- **Что сделать**
a. Из чего, согласно статье о заимствовании чужих текстов, составлен дневник Изабеллы Юрьевой в романе «Венерин волос»?
b. Изложите суть статьи о заимствовании чужих текстов в двух предложениях.
c. Напишите продолжение статьи о заимствовании чужих текстов, начиная сразу после её последнего предложения.

=== Статья ===

Такие переиначенные куски чужих текстов сейчас становится модным втеснять в свою креативную прозу. К примеру, это ловко и даже блестяще делает Михаил Шишкин. В его романе «Венерин волос» дневник Изабеллы Юрьевой составлен из фрагментов чужих дневников.
И не раз критики Шишкина за руку хватали: ведь крадешь же!
А он смеялся: это новый вид современной литературы!
Я продолжу эту мысль. Скоро все так будут работать! Потому что нет разных авторов, а есть один гигантский мегатекст, и все мы, по сути, пишем одну громадную Книгу Книг! Так почему не перенести текст с одной страницы этой Книги — на другую!
Использовать чужие тексты так, как это делает Шишкин, будут, думаю, далеко не все, далеко не везде и уж точно не скоро. Но что есть, то есть.
Я сейчас читаю книгу одного писателя, написанную в сороковых годах прошлого столетия о годах двадцатых. И вдруг натыкаюсь на абзац — прямо на абзац! — читанный мною в современной мне русской прозе. Классический пример использования; и не возбраняется. Ибо вписан в нынешний текст к месту и к образу. К нужному делу привязан.
И все же, все же…
***
Прообраз.
О, это не платоновский (не писателя Платонова, а философа Платона) знаменитый первообраз, нет.
Это некий текстовый прототип, протосюжет — когда толчком к созданию произведения служит уже существующее литературное произведение.
И здесь просто не обойтись без хрестоматийного примера.

=== Исходные записи ===

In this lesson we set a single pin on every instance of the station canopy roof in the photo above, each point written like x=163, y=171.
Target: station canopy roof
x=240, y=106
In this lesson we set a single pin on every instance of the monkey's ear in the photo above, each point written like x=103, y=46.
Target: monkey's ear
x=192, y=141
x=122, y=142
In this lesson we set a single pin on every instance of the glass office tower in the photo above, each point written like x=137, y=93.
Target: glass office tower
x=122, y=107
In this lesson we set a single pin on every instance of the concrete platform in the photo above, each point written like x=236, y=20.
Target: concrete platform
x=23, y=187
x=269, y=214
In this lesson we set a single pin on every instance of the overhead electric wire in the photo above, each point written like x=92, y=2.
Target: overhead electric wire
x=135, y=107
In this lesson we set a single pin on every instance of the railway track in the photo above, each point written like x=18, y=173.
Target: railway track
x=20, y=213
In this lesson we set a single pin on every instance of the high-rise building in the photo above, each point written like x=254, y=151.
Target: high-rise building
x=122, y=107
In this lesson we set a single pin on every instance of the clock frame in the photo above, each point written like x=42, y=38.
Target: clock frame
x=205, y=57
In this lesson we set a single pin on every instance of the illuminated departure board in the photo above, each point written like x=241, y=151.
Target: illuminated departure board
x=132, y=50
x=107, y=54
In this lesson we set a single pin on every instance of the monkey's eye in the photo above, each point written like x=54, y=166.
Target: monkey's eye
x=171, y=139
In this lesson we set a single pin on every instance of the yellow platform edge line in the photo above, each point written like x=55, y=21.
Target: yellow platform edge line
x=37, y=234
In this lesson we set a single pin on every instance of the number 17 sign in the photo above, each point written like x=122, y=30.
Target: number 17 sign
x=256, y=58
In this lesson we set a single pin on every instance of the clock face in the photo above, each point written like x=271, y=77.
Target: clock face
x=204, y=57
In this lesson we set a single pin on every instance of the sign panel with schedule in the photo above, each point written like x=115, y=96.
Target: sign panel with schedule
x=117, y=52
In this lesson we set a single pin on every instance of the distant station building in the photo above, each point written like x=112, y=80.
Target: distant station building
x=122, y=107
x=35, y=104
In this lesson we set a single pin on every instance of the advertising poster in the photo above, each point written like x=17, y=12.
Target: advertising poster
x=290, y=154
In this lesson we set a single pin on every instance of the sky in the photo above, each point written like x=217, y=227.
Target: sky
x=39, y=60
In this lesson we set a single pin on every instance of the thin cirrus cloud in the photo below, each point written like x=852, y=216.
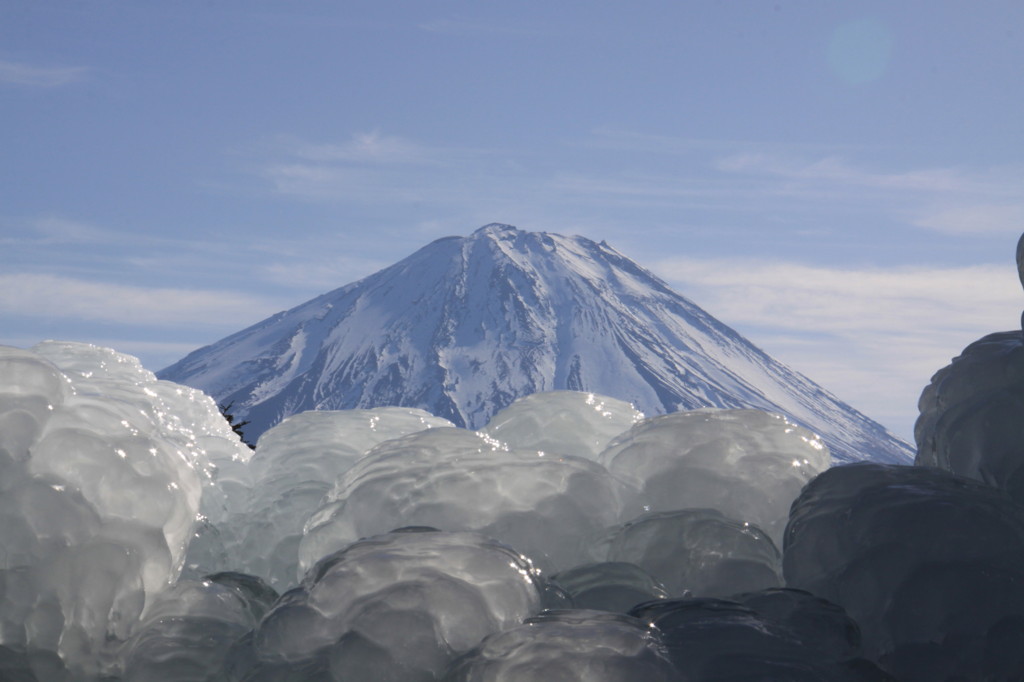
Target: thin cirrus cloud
x=41, y=295
x=14, y=73
x=953, y=201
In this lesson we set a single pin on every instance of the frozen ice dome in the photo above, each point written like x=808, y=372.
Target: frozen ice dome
x=550, y=508
x=100, y=482
x=189, y=630
x=748, y=464
x=295, y=465
x=562, y=422
x=972, y=414
x=699, y=552
x=928, y=563
x=818, y=624
x=609, y=586
x=719, y=639
x=397, y=606
x=568, y=646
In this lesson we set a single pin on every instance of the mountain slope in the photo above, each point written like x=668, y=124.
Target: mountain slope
x=466, y=325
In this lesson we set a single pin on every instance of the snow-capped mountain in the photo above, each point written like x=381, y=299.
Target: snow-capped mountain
x=465, y=326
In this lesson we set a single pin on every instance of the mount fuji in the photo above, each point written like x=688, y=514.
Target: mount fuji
x=465, y=326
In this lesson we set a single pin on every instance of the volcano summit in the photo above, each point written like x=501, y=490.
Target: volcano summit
x=465, y=326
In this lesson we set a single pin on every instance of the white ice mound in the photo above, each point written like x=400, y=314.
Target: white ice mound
x=101, y=469
x=569, y=646
x=699, y=552
x=189, y=630
x=748, y=464
x=398, y=606
x=562, y=423
x=928, y=563
x=972, y=414
x=296, y=464
x=551, y=508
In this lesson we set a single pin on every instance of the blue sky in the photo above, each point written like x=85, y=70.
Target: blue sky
x=841, y=181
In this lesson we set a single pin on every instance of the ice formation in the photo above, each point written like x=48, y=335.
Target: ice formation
x=562, y=423
x=189, y=630
x=101, y=472
x=699, y=552
x=609, y=586
x=397, y=606
x=552, y=508
x=136, y=533
x=972, y=414
x=295, y=465
x=748, y=464
x=568, y=646
x=928, y=563
x=719, y=639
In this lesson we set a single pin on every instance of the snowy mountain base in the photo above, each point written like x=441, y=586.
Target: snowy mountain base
x=465, y=326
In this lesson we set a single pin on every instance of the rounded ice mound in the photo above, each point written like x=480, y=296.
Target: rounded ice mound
x=609, y=586
x=748, y=464
x=100, y=489
x=295, y=465
x=550, y=508
x=562, y=423
x=400, y=605
x=972, y=414
x=719, y=639
x=568, y=646
x=928, y=563
x=699, y=552
x=187, y=633
x=819, y=624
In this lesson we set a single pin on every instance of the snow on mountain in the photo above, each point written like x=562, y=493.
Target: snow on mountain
x=465, y=326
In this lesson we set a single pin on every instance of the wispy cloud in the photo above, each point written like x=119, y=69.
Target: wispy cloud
x=368, y=147
x=14, y=73
x=38, y=295
x=872, y=336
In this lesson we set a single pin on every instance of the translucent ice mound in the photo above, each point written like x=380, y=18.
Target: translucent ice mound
x=551, y=508
x=562, y=423
x=609, y=586
x=748, y=464
x=397, y=606
x=295, y=465
x=101, y=473
x=928, y=563
x=972, y=414
x=568, y=646
x=189, y=630
x=699, y=552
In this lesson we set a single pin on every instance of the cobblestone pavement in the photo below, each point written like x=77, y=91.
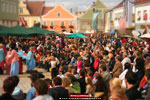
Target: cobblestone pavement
x=25, y=82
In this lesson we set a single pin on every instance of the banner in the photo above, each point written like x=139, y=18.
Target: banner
x=95, y=19
x=122, y=25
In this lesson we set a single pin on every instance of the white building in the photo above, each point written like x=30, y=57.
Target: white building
x=142, y=11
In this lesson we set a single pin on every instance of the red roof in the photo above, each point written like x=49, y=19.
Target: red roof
x=141, y=1
x=35, y=7
x=119, y=5
x=46, y=10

===

- **Ответы к заданиям**
a. Из фрагментов чужих дневников.

b. В статье говорится, что вставлять переиначенные куски чужих текстов в свою прозу становится модным, и в пример приводится роман Михаила Шишкина «Венерин волос», в котором дневник Изабеллы Юрьевой составлен из фрагментов чужих дневников. Далее вводится понятие прообраза: это текстовый прототип, когда толчком к созданию произведения служит уже существующее литературное произведение.

c.
Маттео Банделло написал новеллу о враждующих семействах Монтекки и Капулетти в достославной Вероне.
Что из маленькой новеллы Маттео Банделло сотворил Вильям Шекспир, мы знаем.
«Ромео и Джульетту» и через сто, и через тысячу лет, и сколько будет жить Земля, будут ставить на театре, читать, плакать над ее героями и любить их.
Вот так прообраз посеял в Шекспирову душу синьор Банделло!
Синьор Банделло, спасибо тебе. Ты настоящий друг.
Ты Шекспиру подарил одну из лучших трагедий.
Да что там, Вильям просто ее у тебя стащил. Маленькую новеллу.
А сделал из нее — великую фреску.
***
Удивительное вот еще явление — имитация.
Это совершенно дивное явление. Такое дивное, как гало на небе.
Вот все знают: есть на небе солнце. Днем.
А ночью есть луна.
Оно понятно: и солнце настоящее, и луна настоящая.
А есть такая штука, гало называется.
Это когда возле солнца торчат — и даже сияют! — одно, два, а бывает, и три маленьких солнца.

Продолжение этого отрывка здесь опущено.